**AVAILABLE RECORDS**
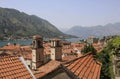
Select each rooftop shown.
[0,56,33,79]
[65,53,102,79]
[33,60,60,78]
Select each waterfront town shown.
[0,35,117,79]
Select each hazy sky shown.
[0,0,120,28]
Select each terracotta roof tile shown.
[0,56,33,79]
[33,60,60,78]
[65,53,102,79]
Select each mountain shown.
[65,23,120,38]
[0,8,70,38]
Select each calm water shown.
[0,40,32,47]
[0,38,80,47]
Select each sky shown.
[0,0,120,29]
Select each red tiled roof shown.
[33,60,60,79]
[65,53,102,79]
[0,56,33,79]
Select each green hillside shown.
[0,8,69,37]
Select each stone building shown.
[51,39,62,60]
[32,35,44,69]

**WORK TO DO**
Format every line of the rows above as a JSON list of strings, one string per line, leaving out blank lines and the picture.

**ANSWER IN FULL**
[
  "Select each rooftop shown.",
  "[0,56,33,79]",
  "[65,53,102,79]",
  "[33,60,60,78]",
  "Select each waterfront town shown.",
  "[0,35,117,79]",
  "Select each hazy sky shown.",
  "[0,0,120,28]",
  "Select each terracotta roof tile shown.",
  "[0,56,33,79]",
  "[33,60,60,78]",
  "[65,53,102,79]",
  "Select each mountain shown.",
  "[65,23,120,38]",
  "[0,8,70,38]",
  "Select each calm water shown.",
  "[0,40,32,47]",
  "[0,38,80,47]",
  "Select each sky shown.",
  "[0,0,120,29]",
  "Select each red tiled roof shown.",
  "[33,60,60,79]",
  "[65,53,102,79]",
  "[0,56,33,79]",
  "Select each green hillside shown.",
  "[0,8,69,37]",
  "Select each stone building shown.",
  "[51,39,62,60]",
  "[32,35,44,69]"
]